[Provided data]:
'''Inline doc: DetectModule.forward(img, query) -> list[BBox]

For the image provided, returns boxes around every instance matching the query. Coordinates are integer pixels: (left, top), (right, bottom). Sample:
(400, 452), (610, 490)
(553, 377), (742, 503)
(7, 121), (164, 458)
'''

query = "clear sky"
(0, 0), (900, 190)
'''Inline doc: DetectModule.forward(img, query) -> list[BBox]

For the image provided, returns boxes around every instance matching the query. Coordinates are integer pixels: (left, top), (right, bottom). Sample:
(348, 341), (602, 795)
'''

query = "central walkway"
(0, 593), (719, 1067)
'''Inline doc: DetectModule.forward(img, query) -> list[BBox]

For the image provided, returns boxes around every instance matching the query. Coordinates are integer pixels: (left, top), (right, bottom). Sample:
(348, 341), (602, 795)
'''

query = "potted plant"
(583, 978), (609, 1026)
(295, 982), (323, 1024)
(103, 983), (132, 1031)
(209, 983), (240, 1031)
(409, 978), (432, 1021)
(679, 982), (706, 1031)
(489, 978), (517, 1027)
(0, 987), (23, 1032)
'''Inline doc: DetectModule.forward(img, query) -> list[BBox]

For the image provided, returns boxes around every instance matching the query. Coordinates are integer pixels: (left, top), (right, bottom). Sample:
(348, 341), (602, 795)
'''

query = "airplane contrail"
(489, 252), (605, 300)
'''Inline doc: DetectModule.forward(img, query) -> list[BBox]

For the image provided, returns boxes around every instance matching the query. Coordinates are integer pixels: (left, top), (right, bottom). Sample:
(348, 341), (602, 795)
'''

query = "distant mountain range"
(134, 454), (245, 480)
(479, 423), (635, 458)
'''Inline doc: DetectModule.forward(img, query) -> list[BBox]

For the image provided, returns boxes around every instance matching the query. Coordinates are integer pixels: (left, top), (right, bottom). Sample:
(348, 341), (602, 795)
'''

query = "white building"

[Stated goal]: Reproduce verbatim the lines of the records from the very start through the line containing "(0, 0), (900, 190)", both included.

[Result of this task]:
'''Inline doc: DetectModule.forward(img, query) -> list[BBox]

For the image provided, returns boxes around every instance matching the query. Coordinates are integer pixels: (left, top), (right, bottom). Sample:
(400, 452), (610, 490)
(553, 377), (742, 503)
(7, 121), (164, 458)
'''

query = "clear sky"
(0, 0), (900, 190)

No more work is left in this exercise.